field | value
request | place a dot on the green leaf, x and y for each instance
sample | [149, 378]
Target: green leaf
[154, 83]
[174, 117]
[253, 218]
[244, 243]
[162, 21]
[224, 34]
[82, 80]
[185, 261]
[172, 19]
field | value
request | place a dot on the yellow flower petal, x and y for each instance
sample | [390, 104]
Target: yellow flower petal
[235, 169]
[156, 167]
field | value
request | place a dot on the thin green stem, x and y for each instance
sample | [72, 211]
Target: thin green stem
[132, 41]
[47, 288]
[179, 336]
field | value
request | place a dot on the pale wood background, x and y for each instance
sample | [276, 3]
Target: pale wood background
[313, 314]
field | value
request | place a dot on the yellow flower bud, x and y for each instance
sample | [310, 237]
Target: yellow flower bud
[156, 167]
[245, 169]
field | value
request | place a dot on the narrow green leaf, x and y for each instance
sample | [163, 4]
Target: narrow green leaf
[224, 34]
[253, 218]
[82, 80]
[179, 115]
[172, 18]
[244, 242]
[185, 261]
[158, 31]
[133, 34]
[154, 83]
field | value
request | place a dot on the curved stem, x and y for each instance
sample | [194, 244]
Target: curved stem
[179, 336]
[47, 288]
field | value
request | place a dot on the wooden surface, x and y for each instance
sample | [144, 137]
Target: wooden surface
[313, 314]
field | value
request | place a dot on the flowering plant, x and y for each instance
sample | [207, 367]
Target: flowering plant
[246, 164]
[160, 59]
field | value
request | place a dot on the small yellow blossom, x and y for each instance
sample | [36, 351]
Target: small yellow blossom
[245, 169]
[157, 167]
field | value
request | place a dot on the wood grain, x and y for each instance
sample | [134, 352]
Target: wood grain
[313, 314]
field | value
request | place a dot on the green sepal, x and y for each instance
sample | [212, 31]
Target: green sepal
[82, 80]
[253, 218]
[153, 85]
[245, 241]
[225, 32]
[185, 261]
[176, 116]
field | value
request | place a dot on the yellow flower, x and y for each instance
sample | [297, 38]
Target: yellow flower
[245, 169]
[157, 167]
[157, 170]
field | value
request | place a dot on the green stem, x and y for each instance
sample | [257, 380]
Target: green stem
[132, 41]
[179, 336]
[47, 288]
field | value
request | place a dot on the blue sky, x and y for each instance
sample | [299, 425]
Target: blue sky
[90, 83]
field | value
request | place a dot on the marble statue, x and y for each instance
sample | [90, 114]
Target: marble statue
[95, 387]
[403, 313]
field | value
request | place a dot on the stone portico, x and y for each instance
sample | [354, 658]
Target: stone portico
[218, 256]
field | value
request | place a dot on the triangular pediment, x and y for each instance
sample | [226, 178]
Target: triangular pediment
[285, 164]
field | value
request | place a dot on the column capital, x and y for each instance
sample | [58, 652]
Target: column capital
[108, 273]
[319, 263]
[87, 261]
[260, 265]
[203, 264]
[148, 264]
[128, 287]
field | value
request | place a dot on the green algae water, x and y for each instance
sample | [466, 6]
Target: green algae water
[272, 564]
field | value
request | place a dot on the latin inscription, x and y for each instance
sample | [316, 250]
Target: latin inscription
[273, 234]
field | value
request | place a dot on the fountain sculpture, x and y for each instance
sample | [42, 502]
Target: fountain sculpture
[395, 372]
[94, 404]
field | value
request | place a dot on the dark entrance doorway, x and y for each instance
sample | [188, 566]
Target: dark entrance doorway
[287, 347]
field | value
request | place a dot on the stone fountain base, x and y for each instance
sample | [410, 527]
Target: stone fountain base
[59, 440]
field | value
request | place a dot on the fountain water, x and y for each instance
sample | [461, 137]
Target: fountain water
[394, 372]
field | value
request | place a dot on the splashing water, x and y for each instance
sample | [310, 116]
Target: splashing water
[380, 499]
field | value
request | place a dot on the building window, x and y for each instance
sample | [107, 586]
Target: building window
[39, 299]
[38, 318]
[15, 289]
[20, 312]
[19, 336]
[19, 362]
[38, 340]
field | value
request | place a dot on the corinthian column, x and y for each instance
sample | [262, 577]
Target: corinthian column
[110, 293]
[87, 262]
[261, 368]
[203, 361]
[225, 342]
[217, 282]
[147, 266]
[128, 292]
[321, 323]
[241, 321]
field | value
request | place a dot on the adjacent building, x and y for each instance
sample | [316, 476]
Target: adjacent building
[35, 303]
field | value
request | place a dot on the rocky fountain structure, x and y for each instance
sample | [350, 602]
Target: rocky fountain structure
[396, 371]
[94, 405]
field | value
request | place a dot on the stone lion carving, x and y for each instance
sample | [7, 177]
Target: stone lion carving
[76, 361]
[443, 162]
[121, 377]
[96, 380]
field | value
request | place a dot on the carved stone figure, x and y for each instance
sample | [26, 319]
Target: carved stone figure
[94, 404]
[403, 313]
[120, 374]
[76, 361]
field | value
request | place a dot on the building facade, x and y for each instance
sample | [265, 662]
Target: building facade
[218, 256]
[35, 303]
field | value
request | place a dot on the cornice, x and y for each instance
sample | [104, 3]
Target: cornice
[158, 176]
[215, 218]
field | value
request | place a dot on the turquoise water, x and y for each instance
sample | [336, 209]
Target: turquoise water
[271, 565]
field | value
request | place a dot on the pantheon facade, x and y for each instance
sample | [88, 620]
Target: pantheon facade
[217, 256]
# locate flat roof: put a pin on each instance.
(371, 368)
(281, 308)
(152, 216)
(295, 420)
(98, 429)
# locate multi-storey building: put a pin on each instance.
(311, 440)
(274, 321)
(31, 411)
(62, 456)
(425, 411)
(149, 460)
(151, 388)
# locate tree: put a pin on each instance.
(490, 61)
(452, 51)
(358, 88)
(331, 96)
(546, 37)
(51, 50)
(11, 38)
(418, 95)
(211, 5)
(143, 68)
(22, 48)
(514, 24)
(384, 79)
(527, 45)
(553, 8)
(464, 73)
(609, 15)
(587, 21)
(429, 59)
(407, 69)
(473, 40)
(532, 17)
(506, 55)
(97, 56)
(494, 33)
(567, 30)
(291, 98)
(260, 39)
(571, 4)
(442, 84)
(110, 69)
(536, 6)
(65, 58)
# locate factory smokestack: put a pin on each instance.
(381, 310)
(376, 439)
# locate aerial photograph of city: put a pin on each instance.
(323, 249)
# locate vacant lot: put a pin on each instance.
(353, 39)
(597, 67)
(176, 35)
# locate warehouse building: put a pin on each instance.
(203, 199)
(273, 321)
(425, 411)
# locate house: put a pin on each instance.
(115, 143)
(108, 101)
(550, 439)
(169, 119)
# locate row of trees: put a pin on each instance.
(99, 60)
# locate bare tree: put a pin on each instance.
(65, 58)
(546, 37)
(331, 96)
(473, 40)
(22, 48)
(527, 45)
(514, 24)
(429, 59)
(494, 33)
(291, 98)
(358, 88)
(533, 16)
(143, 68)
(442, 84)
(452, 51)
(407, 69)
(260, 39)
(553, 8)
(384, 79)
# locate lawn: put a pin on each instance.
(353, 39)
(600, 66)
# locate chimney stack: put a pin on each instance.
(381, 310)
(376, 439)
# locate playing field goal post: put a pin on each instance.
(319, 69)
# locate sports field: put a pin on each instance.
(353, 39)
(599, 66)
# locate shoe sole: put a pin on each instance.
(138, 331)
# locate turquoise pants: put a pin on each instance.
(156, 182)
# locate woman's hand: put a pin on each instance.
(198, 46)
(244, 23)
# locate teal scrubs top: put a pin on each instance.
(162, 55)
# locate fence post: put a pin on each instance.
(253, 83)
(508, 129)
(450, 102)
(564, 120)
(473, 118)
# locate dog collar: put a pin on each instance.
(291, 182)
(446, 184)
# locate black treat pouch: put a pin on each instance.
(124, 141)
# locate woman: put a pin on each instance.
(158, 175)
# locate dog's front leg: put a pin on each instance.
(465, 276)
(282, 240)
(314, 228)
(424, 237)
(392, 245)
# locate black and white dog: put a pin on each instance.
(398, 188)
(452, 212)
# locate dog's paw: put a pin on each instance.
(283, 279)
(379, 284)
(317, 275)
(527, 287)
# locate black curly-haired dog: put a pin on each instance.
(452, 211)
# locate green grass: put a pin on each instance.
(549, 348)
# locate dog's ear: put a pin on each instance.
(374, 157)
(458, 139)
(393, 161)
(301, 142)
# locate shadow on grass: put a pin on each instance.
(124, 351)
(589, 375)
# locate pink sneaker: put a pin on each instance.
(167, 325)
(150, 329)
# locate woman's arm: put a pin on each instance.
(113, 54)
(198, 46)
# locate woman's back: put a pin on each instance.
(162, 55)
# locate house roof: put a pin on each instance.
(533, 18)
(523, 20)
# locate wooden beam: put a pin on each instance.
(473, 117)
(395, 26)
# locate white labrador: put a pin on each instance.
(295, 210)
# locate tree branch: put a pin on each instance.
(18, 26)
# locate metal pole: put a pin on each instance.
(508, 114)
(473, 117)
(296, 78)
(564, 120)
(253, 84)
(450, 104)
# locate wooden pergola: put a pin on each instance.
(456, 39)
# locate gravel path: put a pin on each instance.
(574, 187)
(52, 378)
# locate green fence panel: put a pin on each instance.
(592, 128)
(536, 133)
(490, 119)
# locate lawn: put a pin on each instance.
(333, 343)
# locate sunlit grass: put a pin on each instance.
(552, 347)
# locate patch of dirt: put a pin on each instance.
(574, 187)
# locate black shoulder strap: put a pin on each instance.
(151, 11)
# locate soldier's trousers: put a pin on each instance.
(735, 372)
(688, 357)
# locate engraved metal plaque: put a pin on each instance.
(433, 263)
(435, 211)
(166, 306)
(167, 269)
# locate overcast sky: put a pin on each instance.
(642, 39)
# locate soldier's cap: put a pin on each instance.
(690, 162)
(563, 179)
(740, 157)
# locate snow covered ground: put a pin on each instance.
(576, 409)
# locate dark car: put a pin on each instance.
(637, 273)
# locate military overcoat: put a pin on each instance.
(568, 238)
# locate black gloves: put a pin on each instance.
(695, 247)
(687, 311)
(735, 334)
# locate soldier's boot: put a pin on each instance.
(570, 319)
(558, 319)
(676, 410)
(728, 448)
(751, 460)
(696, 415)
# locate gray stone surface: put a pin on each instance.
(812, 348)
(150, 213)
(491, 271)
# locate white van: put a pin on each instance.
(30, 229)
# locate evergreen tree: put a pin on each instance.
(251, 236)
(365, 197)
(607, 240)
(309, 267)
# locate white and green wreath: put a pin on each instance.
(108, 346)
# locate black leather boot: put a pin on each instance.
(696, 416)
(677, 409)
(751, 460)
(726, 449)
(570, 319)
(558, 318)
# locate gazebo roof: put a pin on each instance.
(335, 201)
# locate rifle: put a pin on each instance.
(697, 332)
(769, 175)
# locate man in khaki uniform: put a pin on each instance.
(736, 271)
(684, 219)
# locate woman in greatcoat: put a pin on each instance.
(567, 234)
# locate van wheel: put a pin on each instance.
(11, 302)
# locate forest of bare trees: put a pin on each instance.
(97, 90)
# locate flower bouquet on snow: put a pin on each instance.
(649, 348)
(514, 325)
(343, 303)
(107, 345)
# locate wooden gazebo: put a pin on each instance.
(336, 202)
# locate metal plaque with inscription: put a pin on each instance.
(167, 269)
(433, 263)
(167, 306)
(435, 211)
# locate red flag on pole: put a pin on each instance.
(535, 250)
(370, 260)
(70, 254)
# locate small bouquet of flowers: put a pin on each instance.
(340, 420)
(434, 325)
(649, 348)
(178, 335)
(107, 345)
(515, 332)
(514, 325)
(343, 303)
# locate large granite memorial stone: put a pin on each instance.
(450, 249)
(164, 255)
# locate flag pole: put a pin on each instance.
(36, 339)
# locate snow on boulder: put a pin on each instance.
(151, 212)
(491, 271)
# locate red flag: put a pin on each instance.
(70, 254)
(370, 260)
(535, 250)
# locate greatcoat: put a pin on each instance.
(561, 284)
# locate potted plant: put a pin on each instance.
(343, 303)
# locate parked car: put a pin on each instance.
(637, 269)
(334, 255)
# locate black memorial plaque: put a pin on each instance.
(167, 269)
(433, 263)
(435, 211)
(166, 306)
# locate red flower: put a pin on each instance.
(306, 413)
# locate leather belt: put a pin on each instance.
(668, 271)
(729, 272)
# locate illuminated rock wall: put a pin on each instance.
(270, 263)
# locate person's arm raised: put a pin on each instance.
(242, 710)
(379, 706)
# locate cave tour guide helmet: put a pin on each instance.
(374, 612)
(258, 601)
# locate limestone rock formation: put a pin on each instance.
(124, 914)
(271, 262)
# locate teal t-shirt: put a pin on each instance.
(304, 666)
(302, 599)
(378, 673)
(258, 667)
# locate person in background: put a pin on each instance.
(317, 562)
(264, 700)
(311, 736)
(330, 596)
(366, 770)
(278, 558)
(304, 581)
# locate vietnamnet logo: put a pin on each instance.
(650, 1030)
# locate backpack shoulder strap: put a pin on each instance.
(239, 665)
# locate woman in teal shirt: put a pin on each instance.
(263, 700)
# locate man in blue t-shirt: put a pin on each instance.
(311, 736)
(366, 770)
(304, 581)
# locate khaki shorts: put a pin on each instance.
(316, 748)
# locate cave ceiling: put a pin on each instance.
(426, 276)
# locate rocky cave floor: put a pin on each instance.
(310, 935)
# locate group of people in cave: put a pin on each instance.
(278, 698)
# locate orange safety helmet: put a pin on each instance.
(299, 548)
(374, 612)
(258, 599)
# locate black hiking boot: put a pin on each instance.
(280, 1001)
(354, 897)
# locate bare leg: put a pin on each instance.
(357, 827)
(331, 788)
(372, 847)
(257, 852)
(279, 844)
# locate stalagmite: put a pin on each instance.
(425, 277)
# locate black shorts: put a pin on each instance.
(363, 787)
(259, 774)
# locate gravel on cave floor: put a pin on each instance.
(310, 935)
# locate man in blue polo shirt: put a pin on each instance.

· · · ·

__Exercise__
Copy the lines above exactly, beginning at the line that has "sample | [390, 104]" and stopping after the line that has "sample | [194, 244]", and omit the rest.

__Solution to this task__
sample | [390, 104]
Target: yellow flower petal
[235, 169]
[156, 167]
field | value
request | place a dot on the thin green stem, x and y for each instance
sample | [72, 211]
Target: thin green stem
[132, 41]
[47, 288]
[179, 336]
field | value
request | place a dot on the pale wood background, x and y for each instance
sample | [276, 3]
Target: pale wood background
[313, 314]
field | value
request | place a dot on the yellow flower bud, x and y for each instance
sample | [310, 237]
Target: yellow flower bud
[156, 167]
[245, 169]
field | value
request | place a dot on the narrow green leaf, x and y for each instance
sample | [163, 4]
Target: narrow green leaf
[224, 34]
[253, 218]
[82, 80]
[179, 115]
[172, 18]
[244, 242]
[185, 261]
[158, 31]
[133, 34]
[154, 83]
field | value
request | place a dot on the curved stem, x and y for each instance
sample | [194, 244]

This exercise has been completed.